▸ **Document text**
○ ○ ○

American neurobiologist (1937-2021)

Mary Jeanne Kreek (9 February 1937 – March 27, 2021) was an American neurobiologist specializing in the study and treatment of addiction. She is best known for her work with Marie Nyswander and Vincent Dole in the development of methadone therapy for heroin addiction.

== Education ==
Kreek graduated with a B.A. in chemistry from Wellesley College in 1958, and in 1962, she received her M.D. from Columbia University College of Physicians and Surgeons.

== Career ==
Kreek completed a fellowship in gastroenterology at New York Hospital-Cornell Medical Center after completing her M.D. She taught medicine at the Cornell Medical College.

In 1964, during her second year of residency in internal medicine at Cornell University-New York Hospital Medical Center, Kreek worked in Vincent Dole's lab where they discovered heroin's neurochemical effects and helped develop methadone therapy for addiction.

In 2000, Kreek was named a Fellow of the New York Academy of Sciences, and in 2004, she received an Alumni Gold Medal Award from Columbia University College of Physicians and Surgeons for "lifetime excellence in medicine". In 2014, Kreek was awarded a Lifetime Achievement Award from the National Institute on Drug Abuse.

○ ○ ○

▸ **Excerpted data**
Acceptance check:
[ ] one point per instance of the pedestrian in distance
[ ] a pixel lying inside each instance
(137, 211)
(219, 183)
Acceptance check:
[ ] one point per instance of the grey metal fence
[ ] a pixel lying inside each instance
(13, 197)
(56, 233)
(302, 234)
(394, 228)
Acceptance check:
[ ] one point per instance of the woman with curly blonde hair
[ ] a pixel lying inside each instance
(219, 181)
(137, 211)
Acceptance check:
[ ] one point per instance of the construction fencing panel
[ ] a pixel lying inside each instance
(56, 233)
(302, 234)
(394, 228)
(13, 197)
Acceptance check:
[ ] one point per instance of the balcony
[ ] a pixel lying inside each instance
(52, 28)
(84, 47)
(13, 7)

○ ○ ○

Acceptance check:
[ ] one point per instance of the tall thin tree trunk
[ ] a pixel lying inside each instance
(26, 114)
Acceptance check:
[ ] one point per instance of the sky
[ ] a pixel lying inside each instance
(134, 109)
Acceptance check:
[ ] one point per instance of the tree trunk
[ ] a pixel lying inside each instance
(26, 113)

○ ○ ○

Using the biography of Mary Jeanne Kreek, explain in one to three sentences why Columbia University College of Physicians and Surgeons gave her its Alumni Gold Medal Award in 2004. Nothing in the lines is needed here.

Columbia University College of Physicians and Surgeons gave Kreek the Alumni Gold Medal Award in 2004 for "lifetime excellence in medicine."